Part of a data file
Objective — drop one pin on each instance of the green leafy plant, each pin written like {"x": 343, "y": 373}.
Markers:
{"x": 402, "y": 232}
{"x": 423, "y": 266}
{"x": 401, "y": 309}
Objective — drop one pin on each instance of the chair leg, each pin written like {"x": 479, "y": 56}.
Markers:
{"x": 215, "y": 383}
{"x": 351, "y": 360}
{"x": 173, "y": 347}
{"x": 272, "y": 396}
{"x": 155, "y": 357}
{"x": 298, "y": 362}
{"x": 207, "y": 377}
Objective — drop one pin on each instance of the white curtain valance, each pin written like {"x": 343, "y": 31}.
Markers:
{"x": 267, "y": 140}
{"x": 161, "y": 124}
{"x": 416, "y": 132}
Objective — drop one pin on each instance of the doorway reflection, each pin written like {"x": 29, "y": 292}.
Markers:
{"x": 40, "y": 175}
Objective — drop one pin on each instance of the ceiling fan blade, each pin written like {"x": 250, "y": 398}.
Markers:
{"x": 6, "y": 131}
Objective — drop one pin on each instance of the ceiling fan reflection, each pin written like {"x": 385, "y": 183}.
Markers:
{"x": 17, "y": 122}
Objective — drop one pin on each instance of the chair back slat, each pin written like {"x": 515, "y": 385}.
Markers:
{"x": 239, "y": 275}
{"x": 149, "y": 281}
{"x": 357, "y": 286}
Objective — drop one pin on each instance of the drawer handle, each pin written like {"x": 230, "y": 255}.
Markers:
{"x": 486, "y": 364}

What the exercise asks: Send back each record exactly as it stands.

The result:
Objective — drop one pin on each instance of the green leafy plant, each pin written like {"x": 343, "y": 373}.
Markers:
{"x": 402, "y": 232}
{"x": 423, "y": 266}
{"x": 401, "y": 309}
Objective — drop one pin on each instance of the chair leg, each pin written like {"x": 479, "y": 56}.
Markers:
{"x": 215, "y": 383}
{"x": 351, "y": 360}
{"x": 173, "y": 347}
{"x": 272, "y": 396}
{"x": 155, "y": 357}
{"x": 298, "y": 362}
{"x": 207, "y": 377}
Objective — drop one pin on each instance of the white curtain valance, each pin written like {"x": 343, "y": 31}.
Markers:
{"x": 267, "y": 140}
{"x": 161, "y": 124}
{"x": 416, "y": 132}
Objective — drop one pin on each instance of the doorway reflection, each pin written like {"x": 29, "y": 292}.
Markers:
{"x": 40, "y": 175}
Objective — drop one pin on each instance of the ceiling fan blade, each pin written like {"x": 250, "y": 398}.
Markers:
{"x": 6, "y": 131}
Objective — drop one pin on each instance of the ceiling fan reflection, each pin written like {"x": 385, "y": 183}.
Markers:
{"x": 17, "y": 122}
Objective — drop one pin on each instance of the chair back slat, each pin written like {"x": 515, "y": 385}.
Markers:
{"x": 239, "y": 275}
{"x": 149, "y": 281}
{"x": 357, "y": 286}
Objective — drop one pin on each instance of the drawer handle, each pin written like {"x": 230, "y": 255}.
Markers:
{"x": 486, "y": 364}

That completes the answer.